> **Passage shown**:

• • • • •

One issue I have found is that yellow pages doesn't let you make a free listing using an online forwarding number. Which makes sense. I have a local "flynumber" forwarding to my phone to try and keep business and personal calls separate. I understand why they do it, but I would still have liked to get the free yp listing.. Still looking for a loophole.


----------



## renov8r (Feb 16, 2013)

I use my personal for business phone as well. No need to carry around 2 cell phones and pay two cell phone bills.


----------



## astor (Dec 19, 2008)

If your phone service provider is GSM, then next time you shop for phones, look for dual SIM phones-they even has quad SIM phones now- so you can have business and personal line at the same phone.
I don't think those available in US yet,but eventually will be. I bought mine in HonkKong.

Correction: I found some ZOPO phones at Amazon while I was looking for something else, ships from Hong Kong.


----------



## ABD Promotions (Apr 4, 2013)

*Yellow pages in 2013?*

Am I alone or are the Yellow Pages a dead medium. I was very surprised to see many still referring to how useful they can be.

I can tell you that we get one delivered to the house about once a month and they never even make it in the house. Straight from the porch to the recycling bin. I can't be in the minority here, am I?

Also, to answer the cell phone question. I use a Google Voice phone number for business. Its free, they let you choose from a few different numbers, even let you spell stuff out with the numbers, and automatically transcribes voice mail to email or SMS. Very handy.


----------



## cabinetsnj (Jun 10, 2012)

RobertCDF said:


> Not sure, I've never tried nor did I care to try, the yellow pages are about useless.


I agree, I don't even know why they still print the yellow pages.


----------

• • • • •

> **Directive**:
Copy out the forum thread on business phone numbers and yellow pages word for word, from start to finish.

(Dataset rows on where objects appear)
• • • • •

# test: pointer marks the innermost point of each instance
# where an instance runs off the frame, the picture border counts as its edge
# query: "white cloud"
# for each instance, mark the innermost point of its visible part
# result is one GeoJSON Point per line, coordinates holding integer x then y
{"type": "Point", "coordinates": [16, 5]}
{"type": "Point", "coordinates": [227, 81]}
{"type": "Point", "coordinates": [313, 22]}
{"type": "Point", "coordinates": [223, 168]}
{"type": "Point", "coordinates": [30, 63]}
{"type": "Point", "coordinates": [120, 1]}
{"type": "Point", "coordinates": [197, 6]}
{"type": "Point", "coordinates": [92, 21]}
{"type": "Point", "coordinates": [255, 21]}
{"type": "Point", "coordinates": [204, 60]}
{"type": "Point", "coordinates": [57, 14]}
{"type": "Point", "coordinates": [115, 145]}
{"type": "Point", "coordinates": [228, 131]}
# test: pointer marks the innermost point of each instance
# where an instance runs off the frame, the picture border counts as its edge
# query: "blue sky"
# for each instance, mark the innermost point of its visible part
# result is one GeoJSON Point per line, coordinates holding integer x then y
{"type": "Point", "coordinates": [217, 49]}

• • • • •

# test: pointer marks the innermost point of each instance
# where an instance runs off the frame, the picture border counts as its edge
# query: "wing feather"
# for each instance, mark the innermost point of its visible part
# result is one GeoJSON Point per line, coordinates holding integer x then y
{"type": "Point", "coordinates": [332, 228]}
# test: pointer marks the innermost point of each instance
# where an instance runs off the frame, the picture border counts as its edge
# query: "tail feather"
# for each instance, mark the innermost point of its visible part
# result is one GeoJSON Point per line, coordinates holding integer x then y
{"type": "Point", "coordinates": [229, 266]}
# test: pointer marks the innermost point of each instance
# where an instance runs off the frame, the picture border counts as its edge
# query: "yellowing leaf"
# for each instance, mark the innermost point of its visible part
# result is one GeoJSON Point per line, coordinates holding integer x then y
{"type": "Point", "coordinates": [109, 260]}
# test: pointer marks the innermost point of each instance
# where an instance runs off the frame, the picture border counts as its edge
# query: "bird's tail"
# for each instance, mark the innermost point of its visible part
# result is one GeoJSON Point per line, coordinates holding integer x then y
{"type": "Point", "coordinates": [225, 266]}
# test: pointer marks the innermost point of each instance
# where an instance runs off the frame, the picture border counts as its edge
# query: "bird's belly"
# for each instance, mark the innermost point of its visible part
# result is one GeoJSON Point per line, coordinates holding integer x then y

• • • • •

> **Exercise result**:
One issue I have found is that yellow pages doesn't let you make a free listing using an online forwarding number. Which makes sense. I have a local "flynumber" forwarding to my phone to try and keep business and personal calls separate. I understand why they do it, but I would still have liked to get the free yp listing.. Still looking for a loophole.


----------



## renov8r (Feb 16, 2013)

I use my personal for business phone as well. No need to carry around 2 cell phones and pay two cell phone bills.


----------



## astor (Dec 19, 2008)

If your phone service provider is GSM, then next time you shop for phones, look for dual SIM phones-they even has quad SIM phones now- so you can have business and personal line at the same phone.
I don't think those available in US yet,but eventually will be. I bought mine in HonkKong.

Correction: I found some ZOPO phones at Amazon while I was looking for something else, ships from Hong Kong.


----------



## ABD Promotions (Apr 4, 2013)

*Yellow pages in 2013?*

Am I alone or are the Yellow Pages a dead medium. I was very surprised to see many still referring to how useful they can be.

I can tell you that we get one delivered to the house about once a month and they never even make it in the house. Straight from the porch to the recycling bin. I can't be in the minority here, am I?

Also, to answer the cell phone question. I use a Google Voice phone number for business. Its free, they let you choose from a few different numbers, even let you spell stuff out with the numbers, and automatically transcribes voice mail to email or SMS. Very handy.


----------



## cabinetsnj (Jun 10, 2012)

RobertCDF said:


> Not sure, I've never tried nor did I care to try, the yellow pages are about useless.


I agree, I don't even know why they still print the yellow pages.


----------